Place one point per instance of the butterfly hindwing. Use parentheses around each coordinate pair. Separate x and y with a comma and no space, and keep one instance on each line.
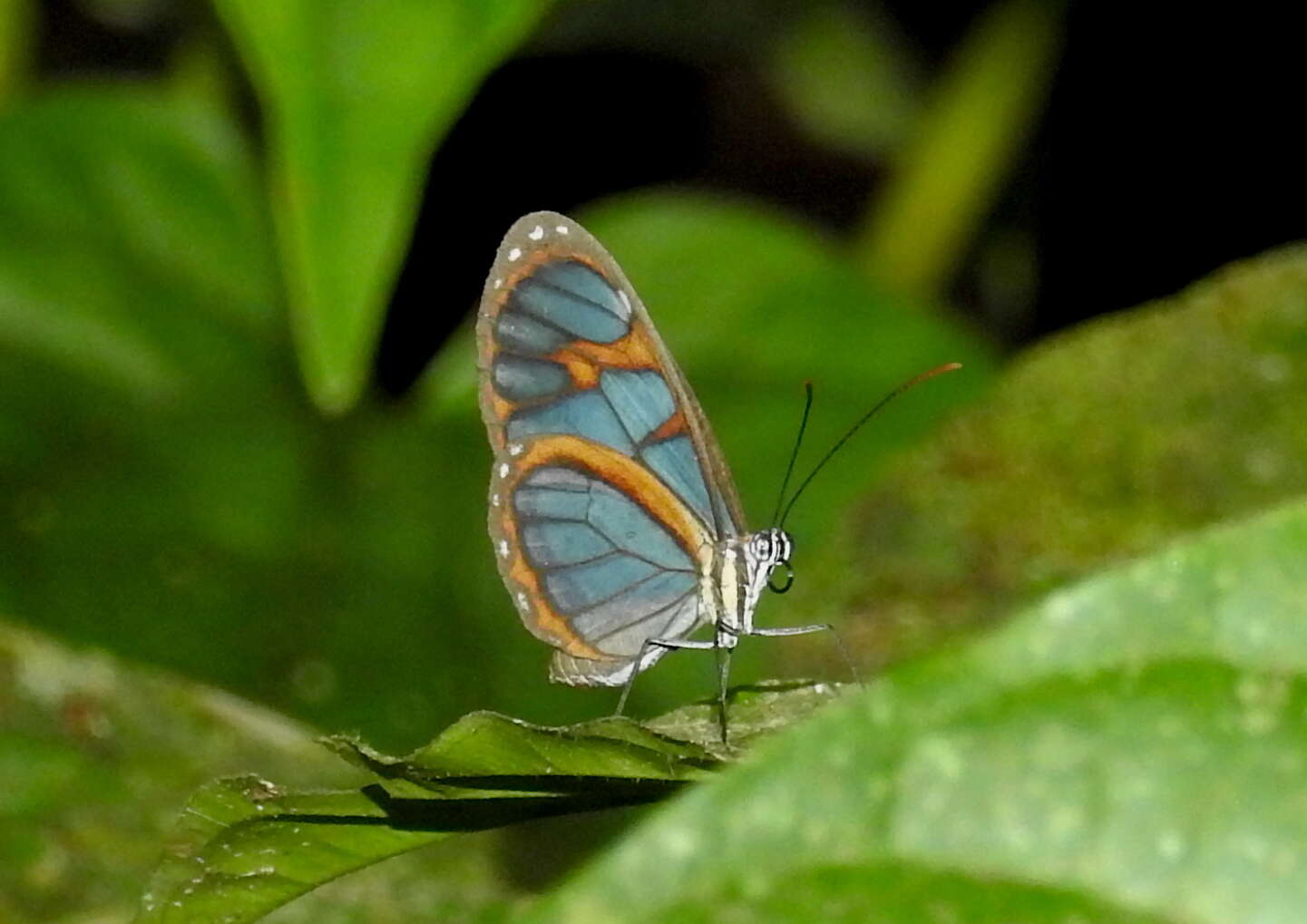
--------------------------------------------------
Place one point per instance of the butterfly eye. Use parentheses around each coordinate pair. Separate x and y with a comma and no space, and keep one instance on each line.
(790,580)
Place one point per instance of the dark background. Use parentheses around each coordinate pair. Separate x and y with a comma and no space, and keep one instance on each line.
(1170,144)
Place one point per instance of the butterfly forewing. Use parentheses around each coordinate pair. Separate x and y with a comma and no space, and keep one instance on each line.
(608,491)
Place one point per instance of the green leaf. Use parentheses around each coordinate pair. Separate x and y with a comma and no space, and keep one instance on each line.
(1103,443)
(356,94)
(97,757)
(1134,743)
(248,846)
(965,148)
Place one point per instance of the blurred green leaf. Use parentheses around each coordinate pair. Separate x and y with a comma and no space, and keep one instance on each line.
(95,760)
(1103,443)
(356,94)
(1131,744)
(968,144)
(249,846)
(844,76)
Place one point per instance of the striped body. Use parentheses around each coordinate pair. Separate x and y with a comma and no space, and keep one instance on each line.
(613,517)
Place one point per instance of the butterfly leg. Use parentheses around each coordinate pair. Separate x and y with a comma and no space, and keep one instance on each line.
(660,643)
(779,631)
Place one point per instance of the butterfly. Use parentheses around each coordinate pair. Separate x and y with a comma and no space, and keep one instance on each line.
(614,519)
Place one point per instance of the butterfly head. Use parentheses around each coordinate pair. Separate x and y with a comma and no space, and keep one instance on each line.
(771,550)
--------------------------------------------------
-- AIM OF THE EXERCISE --
Please pull out each line in the rows above that contains the word "butterfly".

-- THE COMPLETED TASK --
Place one point per instance of the butterfly hindwing. Use parentheses around each coordinate pair. Separate x and y with a comma and no space, and keep one instance on each line.
Place one point per instance of the butterfly eye. Use parentheses around each coordinate pair. Separate x and y with a comma and no space, and keep one instance on each line.
Place one point per instance of the butterfly forewing. Use parentheses around each coordinate pair. Separate x and y with a comma and no space, and keep one instance on each line.
Place one point per instance of the butterfly leg. Use parentheses around each coordinate pair. Separate x and y with a comma and no space, and keep one instance on each line.
Place one point per instance of the butterfly. Use parentheses around each coordinate pair. Separate x and y with a comma and no space, and keep one instance on each line.
Place one point per instance of the butterfly head. Use parentheses around each coordinate pair. Separate x and y with a comma and no space, and keep one instance on each line.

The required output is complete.